-- TASK DIRECTIONS --
Pick out each line of the records in which the word "below" appears.

-- SUPPLIED MATERIAL --

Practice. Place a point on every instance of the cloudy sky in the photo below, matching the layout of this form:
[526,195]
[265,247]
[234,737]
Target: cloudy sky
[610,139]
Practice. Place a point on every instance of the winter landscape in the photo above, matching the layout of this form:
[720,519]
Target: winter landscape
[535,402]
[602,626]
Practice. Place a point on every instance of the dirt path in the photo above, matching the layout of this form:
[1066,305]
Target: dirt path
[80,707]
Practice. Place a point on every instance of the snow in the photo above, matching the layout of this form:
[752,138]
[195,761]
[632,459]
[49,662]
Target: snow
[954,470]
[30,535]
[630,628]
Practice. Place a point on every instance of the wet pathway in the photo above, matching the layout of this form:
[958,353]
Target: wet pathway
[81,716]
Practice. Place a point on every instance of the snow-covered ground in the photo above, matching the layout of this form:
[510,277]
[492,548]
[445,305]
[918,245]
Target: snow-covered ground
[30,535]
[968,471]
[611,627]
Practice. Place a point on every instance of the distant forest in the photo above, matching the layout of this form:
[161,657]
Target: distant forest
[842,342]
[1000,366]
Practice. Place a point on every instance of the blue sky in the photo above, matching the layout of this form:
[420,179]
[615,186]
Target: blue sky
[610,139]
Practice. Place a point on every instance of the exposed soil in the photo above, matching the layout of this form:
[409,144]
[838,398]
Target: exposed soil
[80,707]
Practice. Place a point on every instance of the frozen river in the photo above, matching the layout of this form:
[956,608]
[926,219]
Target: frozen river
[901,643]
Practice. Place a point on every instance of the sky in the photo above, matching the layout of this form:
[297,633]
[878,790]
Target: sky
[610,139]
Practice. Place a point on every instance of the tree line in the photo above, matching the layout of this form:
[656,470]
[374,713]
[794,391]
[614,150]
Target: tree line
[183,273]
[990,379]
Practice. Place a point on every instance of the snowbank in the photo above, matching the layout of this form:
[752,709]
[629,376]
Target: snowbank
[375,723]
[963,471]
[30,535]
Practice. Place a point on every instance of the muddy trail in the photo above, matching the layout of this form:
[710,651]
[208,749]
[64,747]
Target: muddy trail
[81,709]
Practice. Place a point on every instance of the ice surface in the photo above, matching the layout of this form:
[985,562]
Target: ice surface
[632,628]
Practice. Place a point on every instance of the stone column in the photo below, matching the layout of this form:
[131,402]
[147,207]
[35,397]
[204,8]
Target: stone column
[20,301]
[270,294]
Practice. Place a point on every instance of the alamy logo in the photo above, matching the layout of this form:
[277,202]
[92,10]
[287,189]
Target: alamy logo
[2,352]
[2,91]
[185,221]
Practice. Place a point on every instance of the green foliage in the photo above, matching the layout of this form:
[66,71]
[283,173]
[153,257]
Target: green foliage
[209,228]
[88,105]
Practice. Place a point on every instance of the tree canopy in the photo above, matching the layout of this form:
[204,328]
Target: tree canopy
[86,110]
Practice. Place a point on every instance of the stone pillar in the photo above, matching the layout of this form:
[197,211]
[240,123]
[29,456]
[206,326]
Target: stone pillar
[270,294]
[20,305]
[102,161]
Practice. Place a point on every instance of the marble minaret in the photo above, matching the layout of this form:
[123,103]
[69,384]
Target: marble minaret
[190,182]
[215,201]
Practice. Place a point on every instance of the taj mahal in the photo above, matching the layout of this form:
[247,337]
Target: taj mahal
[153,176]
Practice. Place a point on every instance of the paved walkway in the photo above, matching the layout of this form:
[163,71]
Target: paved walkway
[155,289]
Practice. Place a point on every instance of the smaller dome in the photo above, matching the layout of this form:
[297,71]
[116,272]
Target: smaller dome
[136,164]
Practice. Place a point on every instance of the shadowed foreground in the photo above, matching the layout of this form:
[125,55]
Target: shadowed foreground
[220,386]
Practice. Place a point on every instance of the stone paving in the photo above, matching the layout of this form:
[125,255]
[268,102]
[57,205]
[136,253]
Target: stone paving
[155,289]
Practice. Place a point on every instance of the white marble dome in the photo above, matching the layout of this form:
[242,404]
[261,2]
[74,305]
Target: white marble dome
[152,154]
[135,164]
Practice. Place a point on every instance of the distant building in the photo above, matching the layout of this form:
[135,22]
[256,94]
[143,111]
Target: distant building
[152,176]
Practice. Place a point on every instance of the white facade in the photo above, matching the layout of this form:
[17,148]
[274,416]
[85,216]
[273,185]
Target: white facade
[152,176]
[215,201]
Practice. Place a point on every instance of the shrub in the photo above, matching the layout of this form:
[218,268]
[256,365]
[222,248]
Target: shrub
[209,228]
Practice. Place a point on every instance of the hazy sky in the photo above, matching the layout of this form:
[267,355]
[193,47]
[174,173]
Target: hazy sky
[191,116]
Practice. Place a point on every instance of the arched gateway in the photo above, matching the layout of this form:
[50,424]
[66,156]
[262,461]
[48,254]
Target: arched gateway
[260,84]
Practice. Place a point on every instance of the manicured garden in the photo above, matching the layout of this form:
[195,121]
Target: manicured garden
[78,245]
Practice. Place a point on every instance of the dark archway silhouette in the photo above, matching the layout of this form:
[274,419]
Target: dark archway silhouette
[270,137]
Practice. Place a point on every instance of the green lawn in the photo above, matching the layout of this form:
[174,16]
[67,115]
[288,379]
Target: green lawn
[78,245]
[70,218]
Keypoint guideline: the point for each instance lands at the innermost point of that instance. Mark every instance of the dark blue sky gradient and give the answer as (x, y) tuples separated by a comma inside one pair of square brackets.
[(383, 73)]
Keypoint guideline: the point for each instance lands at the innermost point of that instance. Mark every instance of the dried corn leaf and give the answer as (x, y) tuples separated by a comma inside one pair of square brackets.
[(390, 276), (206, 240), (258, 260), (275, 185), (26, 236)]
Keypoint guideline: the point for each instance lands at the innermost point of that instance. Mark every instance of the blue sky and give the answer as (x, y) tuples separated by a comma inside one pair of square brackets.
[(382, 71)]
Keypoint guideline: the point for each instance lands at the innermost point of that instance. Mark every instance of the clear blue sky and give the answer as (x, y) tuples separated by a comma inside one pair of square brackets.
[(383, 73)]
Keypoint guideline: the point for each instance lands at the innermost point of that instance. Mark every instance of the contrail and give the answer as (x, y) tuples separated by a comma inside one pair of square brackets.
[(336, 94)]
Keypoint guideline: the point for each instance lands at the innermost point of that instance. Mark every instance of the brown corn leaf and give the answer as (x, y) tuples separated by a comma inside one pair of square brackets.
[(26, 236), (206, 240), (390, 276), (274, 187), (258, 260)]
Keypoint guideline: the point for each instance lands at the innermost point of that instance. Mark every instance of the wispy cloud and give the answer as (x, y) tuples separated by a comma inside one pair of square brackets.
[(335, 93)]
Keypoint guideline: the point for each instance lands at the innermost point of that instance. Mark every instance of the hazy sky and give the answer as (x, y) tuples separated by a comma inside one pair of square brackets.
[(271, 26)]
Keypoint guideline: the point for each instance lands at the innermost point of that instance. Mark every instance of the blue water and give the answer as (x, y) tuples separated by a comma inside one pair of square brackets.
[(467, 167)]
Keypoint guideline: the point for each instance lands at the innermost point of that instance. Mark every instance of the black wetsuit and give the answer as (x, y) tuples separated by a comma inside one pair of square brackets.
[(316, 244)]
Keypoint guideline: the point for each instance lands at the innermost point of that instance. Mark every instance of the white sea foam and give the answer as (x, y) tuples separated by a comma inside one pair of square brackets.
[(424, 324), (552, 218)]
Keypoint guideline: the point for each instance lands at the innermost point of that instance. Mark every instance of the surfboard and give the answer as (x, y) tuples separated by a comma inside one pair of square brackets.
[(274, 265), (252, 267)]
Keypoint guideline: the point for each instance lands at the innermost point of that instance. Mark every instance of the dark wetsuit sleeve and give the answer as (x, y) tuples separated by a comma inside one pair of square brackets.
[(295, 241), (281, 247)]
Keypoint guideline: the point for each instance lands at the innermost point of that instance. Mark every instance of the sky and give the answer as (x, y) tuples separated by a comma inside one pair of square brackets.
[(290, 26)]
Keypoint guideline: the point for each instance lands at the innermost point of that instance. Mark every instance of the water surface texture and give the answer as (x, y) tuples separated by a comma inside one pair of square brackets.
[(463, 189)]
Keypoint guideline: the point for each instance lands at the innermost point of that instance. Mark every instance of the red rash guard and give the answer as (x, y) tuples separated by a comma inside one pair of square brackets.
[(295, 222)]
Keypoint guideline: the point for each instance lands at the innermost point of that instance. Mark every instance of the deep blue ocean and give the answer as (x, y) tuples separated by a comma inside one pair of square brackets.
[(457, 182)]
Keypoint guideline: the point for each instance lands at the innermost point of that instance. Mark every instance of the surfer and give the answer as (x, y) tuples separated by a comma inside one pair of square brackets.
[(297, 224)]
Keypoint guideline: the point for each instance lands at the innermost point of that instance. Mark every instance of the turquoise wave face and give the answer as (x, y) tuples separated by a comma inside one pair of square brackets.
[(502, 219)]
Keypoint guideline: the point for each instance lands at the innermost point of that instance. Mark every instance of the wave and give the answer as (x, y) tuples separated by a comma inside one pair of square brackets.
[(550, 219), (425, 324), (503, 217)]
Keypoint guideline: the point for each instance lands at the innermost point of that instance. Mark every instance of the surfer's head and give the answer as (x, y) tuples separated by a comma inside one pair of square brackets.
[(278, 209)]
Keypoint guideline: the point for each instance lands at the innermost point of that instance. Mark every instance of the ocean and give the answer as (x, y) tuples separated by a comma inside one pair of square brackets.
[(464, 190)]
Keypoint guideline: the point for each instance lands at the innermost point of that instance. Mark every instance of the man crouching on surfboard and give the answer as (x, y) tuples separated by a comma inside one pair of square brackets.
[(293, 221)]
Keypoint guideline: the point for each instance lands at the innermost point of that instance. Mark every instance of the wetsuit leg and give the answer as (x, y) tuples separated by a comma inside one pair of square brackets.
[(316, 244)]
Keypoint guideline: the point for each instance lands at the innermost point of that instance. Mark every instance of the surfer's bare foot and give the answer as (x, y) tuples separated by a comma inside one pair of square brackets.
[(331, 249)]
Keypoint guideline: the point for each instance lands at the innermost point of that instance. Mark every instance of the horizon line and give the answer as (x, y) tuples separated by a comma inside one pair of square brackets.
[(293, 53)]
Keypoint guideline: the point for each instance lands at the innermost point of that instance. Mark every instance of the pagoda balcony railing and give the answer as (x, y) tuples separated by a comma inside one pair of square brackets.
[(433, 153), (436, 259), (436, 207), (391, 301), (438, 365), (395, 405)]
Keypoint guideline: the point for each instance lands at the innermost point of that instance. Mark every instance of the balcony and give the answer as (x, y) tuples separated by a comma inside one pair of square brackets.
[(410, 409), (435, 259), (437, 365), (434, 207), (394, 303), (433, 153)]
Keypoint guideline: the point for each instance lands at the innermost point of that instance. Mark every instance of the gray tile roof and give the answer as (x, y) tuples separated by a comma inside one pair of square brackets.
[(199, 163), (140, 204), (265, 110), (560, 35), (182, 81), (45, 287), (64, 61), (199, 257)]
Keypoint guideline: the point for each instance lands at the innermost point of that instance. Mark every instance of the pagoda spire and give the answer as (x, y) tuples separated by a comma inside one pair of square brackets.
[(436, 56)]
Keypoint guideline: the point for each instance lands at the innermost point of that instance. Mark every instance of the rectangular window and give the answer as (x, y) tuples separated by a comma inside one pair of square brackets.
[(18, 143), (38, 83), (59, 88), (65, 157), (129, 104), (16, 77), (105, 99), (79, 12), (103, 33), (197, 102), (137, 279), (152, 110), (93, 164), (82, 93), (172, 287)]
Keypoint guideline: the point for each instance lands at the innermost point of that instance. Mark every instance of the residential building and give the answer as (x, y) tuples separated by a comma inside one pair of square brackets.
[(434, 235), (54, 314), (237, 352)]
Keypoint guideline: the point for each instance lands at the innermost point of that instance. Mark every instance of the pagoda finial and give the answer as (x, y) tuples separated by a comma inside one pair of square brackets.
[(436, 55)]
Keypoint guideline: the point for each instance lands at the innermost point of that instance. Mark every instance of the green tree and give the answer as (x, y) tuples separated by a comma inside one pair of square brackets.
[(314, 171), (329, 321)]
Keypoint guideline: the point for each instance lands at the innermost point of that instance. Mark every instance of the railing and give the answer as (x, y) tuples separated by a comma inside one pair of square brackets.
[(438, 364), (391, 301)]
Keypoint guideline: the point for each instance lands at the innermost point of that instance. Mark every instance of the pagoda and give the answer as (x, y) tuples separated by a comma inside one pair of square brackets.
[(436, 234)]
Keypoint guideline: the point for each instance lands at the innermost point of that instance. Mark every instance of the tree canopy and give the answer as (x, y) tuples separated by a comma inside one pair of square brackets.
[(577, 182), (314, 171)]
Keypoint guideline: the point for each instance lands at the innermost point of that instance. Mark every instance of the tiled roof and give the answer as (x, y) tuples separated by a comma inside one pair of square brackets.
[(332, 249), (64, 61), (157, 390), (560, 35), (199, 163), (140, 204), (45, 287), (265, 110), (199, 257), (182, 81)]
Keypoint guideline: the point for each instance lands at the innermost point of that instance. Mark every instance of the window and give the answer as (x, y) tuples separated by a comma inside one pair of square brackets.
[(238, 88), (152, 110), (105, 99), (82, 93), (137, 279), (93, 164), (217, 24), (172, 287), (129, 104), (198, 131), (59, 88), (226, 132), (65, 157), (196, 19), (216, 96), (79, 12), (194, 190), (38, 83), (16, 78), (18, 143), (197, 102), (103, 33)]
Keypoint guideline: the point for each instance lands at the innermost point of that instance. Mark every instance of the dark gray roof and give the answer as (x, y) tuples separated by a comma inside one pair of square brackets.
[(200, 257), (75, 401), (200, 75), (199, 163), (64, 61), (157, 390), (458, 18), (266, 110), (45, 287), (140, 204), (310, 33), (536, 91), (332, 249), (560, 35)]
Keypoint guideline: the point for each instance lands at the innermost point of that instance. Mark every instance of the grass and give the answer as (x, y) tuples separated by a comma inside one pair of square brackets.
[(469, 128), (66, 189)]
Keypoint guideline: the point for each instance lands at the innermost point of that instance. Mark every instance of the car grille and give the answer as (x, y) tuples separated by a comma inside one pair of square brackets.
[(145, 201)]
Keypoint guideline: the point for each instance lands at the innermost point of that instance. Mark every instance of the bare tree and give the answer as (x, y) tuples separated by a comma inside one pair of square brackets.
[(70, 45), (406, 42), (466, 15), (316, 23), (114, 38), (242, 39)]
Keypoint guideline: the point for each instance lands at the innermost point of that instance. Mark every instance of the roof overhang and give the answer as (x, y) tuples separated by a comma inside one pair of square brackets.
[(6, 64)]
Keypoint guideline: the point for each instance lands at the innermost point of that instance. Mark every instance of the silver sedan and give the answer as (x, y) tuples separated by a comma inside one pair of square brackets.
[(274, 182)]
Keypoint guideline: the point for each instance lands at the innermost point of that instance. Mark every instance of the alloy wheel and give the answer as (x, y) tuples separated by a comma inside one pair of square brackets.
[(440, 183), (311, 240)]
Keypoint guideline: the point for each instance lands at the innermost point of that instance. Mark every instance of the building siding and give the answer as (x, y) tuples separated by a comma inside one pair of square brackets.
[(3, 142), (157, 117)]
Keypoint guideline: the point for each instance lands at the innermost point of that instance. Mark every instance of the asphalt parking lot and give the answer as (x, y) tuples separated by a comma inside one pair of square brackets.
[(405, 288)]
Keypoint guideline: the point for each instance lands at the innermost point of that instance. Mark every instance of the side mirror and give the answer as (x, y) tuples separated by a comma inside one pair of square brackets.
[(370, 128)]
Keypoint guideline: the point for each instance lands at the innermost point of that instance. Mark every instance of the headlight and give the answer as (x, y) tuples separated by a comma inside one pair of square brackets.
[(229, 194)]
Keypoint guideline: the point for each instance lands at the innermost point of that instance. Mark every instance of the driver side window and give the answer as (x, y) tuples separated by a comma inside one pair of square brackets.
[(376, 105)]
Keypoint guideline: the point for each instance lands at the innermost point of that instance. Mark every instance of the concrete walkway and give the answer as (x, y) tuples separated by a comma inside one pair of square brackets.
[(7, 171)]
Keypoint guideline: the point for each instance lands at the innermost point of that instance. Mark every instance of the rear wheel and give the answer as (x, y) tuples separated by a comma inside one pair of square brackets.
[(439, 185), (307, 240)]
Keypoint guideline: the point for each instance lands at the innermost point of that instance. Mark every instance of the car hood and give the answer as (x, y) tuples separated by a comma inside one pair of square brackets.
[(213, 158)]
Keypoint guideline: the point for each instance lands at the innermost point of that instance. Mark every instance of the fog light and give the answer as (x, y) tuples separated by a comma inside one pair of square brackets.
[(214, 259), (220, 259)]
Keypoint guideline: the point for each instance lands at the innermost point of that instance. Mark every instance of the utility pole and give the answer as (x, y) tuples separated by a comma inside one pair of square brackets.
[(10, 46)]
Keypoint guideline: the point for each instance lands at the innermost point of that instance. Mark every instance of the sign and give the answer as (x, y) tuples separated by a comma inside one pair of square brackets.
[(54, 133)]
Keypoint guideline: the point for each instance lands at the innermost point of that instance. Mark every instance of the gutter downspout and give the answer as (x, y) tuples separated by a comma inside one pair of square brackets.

-- OUTPUT OF THE EXERCISE --
Practice. Place a point on every instance of the cloudy sky in the photo below, matching the layout of this form:
Practice. Place a point on every instance of the stone column in the photo below, matching the layout of this form:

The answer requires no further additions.